*Document segment*

+--

When backers started collecting signatures to qualify Proposition 15 for the ballot last year, the measure was framed as a way to make the state’s tax collections broader and more equitable by raising rates on commercial property holders. Now, as the state, like the nation, begins a difficult recovery from the coronavirus recession, it has become as much about backstopping essential services when budgets are under stress.

In addition to keeping homeowners under the 1978 limits, the new measure would not affect apartment buildings and agricultural land. It would be phased in over several years, and it has exemptions for business owners with $3 million or less in holdings in California. Because of the exemptions, various studies have shown that Proposition 15’s tax increases would sidestep most small businesses and instead fall on corporations that control huge parcels of real estate, like Walt Disney’s studio lot in Burbank, or 555 California, a San Francisco office tower owned by a partnership that includes Vornado Realty Trust and President Trump.

But with the economy still hampered by Covid-19, and many stores and restaurants on the brink of extinction, the opposition message has resonated with people like Barbara Stelzriede. Ms. Stelzriede is the general manager of George & Walt’s, a sports bar in the Rockridge neighborhood of Oakland, and a fourth-generation member of the family that has owned the bar’s building and surrounding property since 1945.

On a recent afternoon, in addition to neon beer lights and a 21-and-over sign, the bar’s window was emblazoned with a bright yellow sign that had “Vote NO on 15. It will put small corporations out of business!!!” in Ms. Stelzriede’s handwriting. Sitting on a bar stool, among a mess of hammers, drills and extension cords that were being used to install a plexiglass barrier around the bar and plastic curtains around the tables, she discussed her anxiety about the bar’s pending reopening, what business would be like afterward, fears that the Proposition 15 money wouldn’t go to schools as proponents have advertised, and suspicion that the measure would open the door to higher taxes on apartment buildings and houses.

+--

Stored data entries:
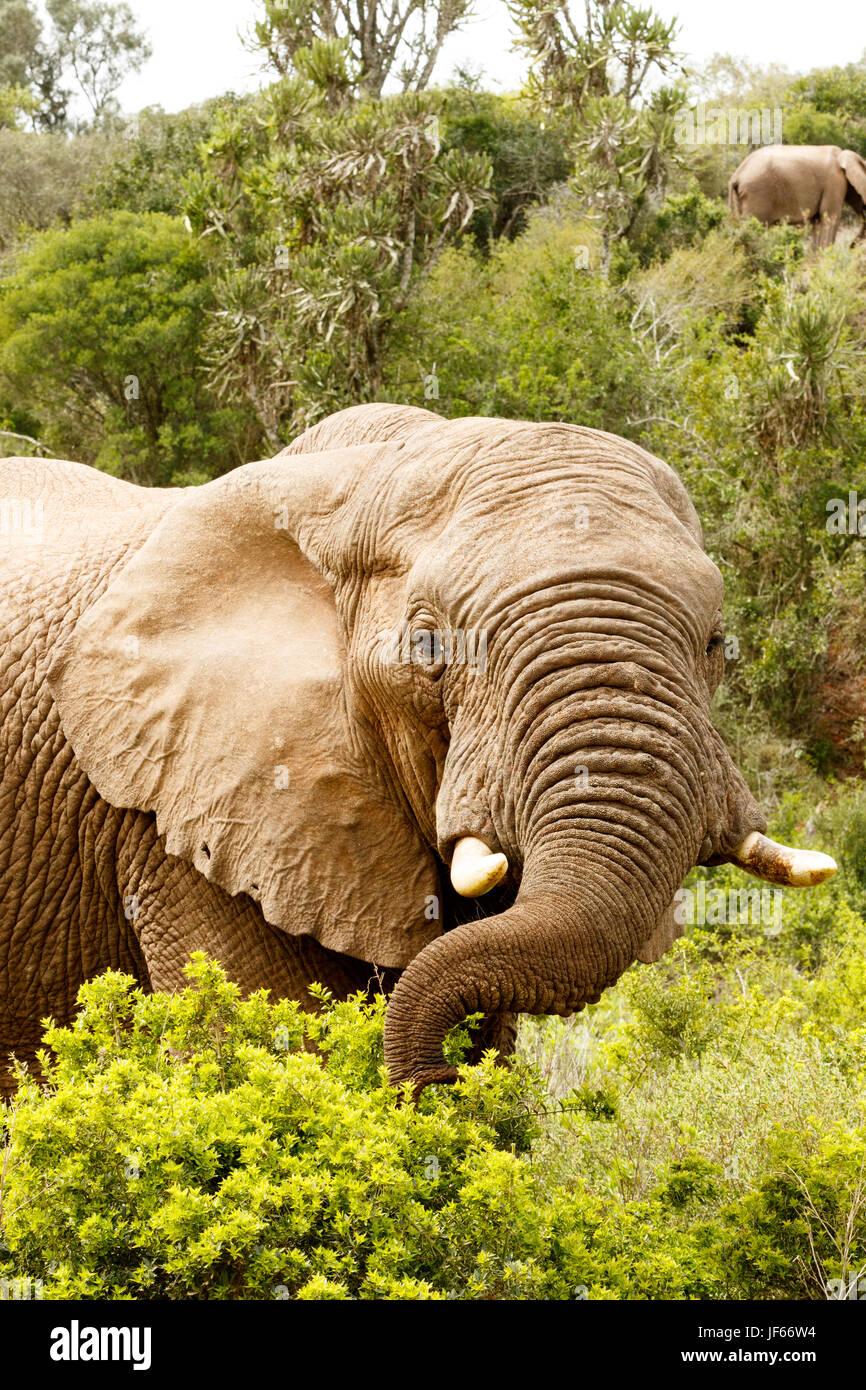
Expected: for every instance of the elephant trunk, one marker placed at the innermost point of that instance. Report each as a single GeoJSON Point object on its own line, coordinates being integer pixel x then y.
{"type": "Point", "coordinates": [587, 901]}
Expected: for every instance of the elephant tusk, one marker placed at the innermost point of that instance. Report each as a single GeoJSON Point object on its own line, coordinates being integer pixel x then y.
{"type": "Point", "coordinates": [474, 868]}
{"type": "Point", "coordinates": [779, 863]}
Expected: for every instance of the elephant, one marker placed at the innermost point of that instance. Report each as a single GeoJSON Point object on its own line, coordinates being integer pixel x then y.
{"type": "Point", "coordinates": [417, 706]}
{"type": "Point", "coordinates": [802, 184]}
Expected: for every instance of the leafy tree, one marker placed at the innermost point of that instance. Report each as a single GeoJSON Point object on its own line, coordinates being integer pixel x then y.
{"type": "Point", "coordinates": [321, 223]}
{"type": "Point", "coordinates": [830, 102]}
{"type": "Point", "coordinates": [20, 34]}
{"type": "Point", "coordinates": [527, 156]}
{"type": "Point", "coordinates": [154, 156]}
{"type": "Point", "coordinates": [99, 43]}
{"type": "Point", "coordinates": [100, 332]}
{"type": "Point", "coordinates": [45, 178]}
{"type": "Point", "coordinates": [353, 47]}
{"type": "Point", "coordinates": [608, 53]}
{"type": "Point", "coordinates": [594, 72]}
{"type": "Point", "coordinates": [92, 42]}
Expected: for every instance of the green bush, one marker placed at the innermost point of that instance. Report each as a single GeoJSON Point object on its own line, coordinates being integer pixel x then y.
{"type": "Point", "coordinates": [100, 332]}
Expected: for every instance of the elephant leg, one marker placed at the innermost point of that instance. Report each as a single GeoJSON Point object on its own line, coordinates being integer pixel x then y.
{"type": "Point", "coordinates": [827, 224]}
{"type": "Point", "coordinates": [498, 1030]}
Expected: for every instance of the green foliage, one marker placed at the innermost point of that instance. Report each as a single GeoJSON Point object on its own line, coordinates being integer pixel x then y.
{"type": "Point", "coordinates": [154, 157]}
{"type": "Point", "coordinates": [209, 1147]}
{"type": "Point", "coordinates": [100, 328]}
{"type": "Point", "coordinates": [830, 107]}
{"type": "Point", "coordinates": [527, 157]}
{"type": "Point", "coordinates": [535, 332]}
{"type": "Point", "coordinates": [45, 178]}
{"type": "Point", "coordinates": [697, 1134]}
{"type": "Point", "coordinates": [92, 43]}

+--

*What you will do*
1. Summarize the Proposition 15 excerpt in two sentences.
2. Transcribe the Proposition 15 excerpt starting at "On a recent" and ending at "buildings and houses.".
3. According to the Proposition 15 excerpt, what business does Barbara Stelzriede manage?
The records have nothing to do with the Proposition 15 excerpt.

*Task solutions*
1. Proposition 15 was first framed as a way to make the state's tax collections broader and more equitable by raising rates on commercial property holders, but during the coronavirus recovery it has become as much about backstopping essential services. Because it keeps homeowners under the 1978 limits and spares apartment buildings, agricultural land and owners with $3 million or less in California holdings, studies show its increases would fall mostly on large corporations, yet the opposition message has resonated with people like Barbara Stelzriede, general manager of an Oakland sports bar.

2.
On a recent afternoon, in addition to neon beer lights and a 21-and-over sign, the bar’s window was emblazoned with a bright yellow sign that had “Vote NO on 15. It will put small corporations out of business!!!” in Ms. Stelzriede’s handwriting. Sitting on a bar stool, among a mess of hammers, drills and extension cords that were being used to install a plexiglass barrier around the bar and plastic curtains around the tables, she discussed her anxiety about the bar’s pending reopening, what business would be like afterward, fears that the Proposition 15 money wouldn’t go to schools as proponents have advertised, and suspicion that the measure would open the door to higher taxes on apartment buildings and houses.

3. She is the general manager of George & Walt's, a sports bar in the Rockridge neighborhood of Oakland.